■ **Excerpted passage**
— BEGIN —
Real Risks to Peace and Stability in the South China Sea Come from Power Outside the Region
Recently, despite the continued improvement in the situation in the South China Sea, a major power outside the region has kept making unwarranted accusations against China over the so-called "tensions" in the South China Sea. Senior EU officials have expressed similar concerns. To help European readers get a full picture of the South China Sea issue, I wish to share with you the other side of the story.
As its name suggests, the South China Sea is to the south of the Chinese mainland. China was the first country to discover, name and develop the South China Sea islands. As early as in the 8th century, shortly after Europe entered the Middle Ages, China started administering the South China Sea. China has maintained close exchanges with the littoral states of the South China Sea and has enjoyed friendship with peoples of these countries from generation to generation. Before the 20th century, China's sovereignty over the South China Sea islands had never been challenged.
After the end of World War II, China used naval ships provided by the United States and recovered the South China Sea islands illegally occupied by Japan. On the islands, the takeover ceremonies were held and troops started to be stationed. As part of the post-war international order, China's sovereignty over the South China Sea islands has been widely recognized by the international community. However, with the discovery of oil and gas resources in the South China Sea, some littoral states have sought to seize islands and reefs in the Nansha Islands, and made claims to maritime entitlements, leading to disputes in the South China Sea. That being said, China has been committed to settling the disputes through negotiation with the countries directly concerned, and focusing on practical maritime cooperation. Such efforts have contributed to the overall peace and stability in the South China Sea as well as development and prosperity of countries in this region.
— END —
■ **Your tasks**
1. In the passage on the South China Sea, in what century did China start administering the South China Sea?
2. The passage on the South China Sea names what China was the first country to do with the South China Sea islands. List every one of those actions.

■ **Material provided**
— BEGIN —
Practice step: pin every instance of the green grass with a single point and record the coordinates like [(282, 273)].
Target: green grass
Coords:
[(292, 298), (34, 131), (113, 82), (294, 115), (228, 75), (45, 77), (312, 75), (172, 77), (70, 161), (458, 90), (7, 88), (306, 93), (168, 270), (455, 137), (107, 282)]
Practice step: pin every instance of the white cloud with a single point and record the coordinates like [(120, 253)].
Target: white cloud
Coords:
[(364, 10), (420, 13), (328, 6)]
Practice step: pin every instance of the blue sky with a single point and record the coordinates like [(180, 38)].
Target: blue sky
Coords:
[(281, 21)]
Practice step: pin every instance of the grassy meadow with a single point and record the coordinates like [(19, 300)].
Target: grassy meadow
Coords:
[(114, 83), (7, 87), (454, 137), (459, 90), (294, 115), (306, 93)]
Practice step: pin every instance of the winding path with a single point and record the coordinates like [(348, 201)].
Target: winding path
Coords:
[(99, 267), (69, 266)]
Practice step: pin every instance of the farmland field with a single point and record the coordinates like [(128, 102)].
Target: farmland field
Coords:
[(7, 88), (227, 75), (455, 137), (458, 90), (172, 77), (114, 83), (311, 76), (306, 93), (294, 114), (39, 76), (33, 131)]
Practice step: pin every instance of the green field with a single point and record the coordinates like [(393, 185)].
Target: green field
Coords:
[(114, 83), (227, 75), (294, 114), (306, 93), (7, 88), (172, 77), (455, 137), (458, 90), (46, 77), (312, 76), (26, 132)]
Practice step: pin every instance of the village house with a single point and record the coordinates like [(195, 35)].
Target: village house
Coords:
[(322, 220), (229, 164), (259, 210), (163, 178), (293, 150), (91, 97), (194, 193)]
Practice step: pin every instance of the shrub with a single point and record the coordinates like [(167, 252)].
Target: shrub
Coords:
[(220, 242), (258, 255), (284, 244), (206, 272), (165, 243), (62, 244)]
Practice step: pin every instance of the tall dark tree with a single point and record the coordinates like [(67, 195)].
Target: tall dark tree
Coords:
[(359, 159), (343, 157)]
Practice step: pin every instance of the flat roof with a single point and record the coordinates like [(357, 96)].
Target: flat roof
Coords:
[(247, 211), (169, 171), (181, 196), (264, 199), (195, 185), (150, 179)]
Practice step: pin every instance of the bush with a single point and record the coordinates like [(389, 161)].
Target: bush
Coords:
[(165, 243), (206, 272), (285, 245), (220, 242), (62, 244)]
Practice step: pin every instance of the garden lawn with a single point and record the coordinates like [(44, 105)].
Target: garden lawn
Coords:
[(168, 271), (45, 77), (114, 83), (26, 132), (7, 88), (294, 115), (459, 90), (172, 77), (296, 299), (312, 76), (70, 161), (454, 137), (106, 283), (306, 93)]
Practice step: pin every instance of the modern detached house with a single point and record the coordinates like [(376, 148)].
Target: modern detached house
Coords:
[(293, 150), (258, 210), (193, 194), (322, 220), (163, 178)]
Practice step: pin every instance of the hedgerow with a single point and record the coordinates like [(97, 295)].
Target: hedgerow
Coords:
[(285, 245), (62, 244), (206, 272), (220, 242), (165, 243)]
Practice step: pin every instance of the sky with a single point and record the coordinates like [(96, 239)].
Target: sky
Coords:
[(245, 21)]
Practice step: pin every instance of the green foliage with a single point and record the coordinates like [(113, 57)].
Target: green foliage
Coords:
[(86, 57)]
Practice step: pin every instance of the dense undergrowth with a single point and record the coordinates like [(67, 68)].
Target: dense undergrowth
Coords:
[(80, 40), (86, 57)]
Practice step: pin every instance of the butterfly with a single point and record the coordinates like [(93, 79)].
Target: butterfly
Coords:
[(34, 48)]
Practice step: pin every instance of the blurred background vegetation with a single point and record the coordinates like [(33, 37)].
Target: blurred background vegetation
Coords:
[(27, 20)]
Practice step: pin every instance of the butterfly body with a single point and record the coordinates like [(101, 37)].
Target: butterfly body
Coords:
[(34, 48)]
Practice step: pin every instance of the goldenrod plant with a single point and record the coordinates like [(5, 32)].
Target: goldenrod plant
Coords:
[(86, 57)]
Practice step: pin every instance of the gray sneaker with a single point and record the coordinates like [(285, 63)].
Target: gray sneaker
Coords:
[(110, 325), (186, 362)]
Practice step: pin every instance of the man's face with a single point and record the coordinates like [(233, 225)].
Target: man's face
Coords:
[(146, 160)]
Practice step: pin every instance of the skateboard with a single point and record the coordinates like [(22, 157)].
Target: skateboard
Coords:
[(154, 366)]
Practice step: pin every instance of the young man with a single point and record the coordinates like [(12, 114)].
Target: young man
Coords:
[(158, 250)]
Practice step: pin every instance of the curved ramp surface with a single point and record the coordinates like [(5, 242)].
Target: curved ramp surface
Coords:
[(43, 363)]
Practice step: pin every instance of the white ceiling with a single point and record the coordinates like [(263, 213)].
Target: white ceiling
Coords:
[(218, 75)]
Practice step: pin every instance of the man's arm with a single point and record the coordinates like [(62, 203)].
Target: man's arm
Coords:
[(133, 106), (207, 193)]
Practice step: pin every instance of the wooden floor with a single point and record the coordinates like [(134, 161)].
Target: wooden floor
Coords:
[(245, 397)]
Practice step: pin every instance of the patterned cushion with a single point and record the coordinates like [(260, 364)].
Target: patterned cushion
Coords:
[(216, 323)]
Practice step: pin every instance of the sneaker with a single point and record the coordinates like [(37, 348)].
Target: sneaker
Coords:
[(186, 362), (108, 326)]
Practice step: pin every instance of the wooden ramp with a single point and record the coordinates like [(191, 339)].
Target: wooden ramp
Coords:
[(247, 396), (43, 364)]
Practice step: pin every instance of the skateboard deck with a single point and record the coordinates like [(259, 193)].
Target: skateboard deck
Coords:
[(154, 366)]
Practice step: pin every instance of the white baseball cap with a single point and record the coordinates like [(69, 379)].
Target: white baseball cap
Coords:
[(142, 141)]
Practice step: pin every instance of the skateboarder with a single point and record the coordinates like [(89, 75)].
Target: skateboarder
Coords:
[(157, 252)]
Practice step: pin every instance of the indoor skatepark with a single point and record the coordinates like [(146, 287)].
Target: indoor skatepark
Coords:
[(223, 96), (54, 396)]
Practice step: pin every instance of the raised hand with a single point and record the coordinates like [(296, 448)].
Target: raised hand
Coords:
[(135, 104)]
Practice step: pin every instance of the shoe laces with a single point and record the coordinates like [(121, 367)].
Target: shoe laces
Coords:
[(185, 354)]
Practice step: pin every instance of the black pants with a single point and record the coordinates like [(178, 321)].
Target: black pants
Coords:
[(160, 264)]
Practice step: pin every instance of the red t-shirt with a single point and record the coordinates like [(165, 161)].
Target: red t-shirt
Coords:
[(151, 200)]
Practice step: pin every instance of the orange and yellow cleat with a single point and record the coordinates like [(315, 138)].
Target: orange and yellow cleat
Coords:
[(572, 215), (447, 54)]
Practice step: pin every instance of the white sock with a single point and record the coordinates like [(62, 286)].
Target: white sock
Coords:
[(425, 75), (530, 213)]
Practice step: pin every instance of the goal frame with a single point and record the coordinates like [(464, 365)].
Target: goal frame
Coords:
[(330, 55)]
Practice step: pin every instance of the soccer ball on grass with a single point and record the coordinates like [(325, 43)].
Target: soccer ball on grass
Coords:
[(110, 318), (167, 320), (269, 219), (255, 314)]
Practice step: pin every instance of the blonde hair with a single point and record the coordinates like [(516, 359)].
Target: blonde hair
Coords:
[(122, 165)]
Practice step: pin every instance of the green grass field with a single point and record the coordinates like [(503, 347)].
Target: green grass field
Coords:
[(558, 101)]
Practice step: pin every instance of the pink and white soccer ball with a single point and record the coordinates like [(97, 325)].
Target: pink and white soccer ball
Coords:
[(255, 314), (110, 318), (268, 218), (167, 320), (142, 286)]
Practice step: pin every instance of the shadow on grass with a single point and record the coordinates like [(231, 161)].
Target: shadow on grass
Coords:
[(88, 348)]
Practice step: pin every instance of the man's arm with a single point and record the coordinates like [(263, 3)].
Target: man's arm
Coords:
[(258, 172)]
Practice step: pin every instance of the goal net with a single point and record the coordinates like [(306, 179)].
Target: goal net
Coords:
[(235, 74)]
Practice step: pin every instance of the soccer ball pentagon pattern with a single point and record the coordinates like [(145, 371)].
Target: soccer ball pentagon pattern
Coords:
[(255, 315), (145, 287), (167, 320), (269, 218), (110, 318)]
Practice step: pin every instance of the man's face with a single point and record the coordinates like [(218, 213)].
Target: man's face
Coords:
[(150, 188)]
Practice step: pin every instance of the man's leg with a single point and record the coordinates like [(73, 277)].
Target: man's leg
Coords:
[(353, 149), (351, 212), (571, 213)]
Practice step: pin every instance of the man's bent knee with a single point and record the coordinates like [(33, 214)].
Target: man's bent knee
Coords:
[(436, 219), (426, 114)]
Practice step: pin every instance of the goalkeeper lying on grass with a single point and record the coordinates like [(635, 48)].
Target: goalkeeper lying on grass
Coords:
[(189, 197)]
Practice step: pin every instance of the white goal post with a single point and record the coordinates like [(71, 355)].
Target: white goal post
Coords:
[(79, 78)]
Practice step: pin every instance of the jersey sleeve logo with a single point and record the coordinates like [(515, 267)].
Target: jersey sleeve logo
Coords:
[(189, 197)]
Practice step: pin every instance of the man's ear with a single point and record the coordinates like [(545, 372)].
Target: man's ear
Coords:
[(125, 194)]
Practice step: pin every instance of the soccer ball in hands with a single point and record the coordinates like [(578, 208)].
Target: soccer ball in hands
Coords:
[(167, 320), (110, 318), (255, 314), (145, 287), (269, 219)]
— END —
■ **Answers**
1. The 8th century.

2. Discover, name and develop them.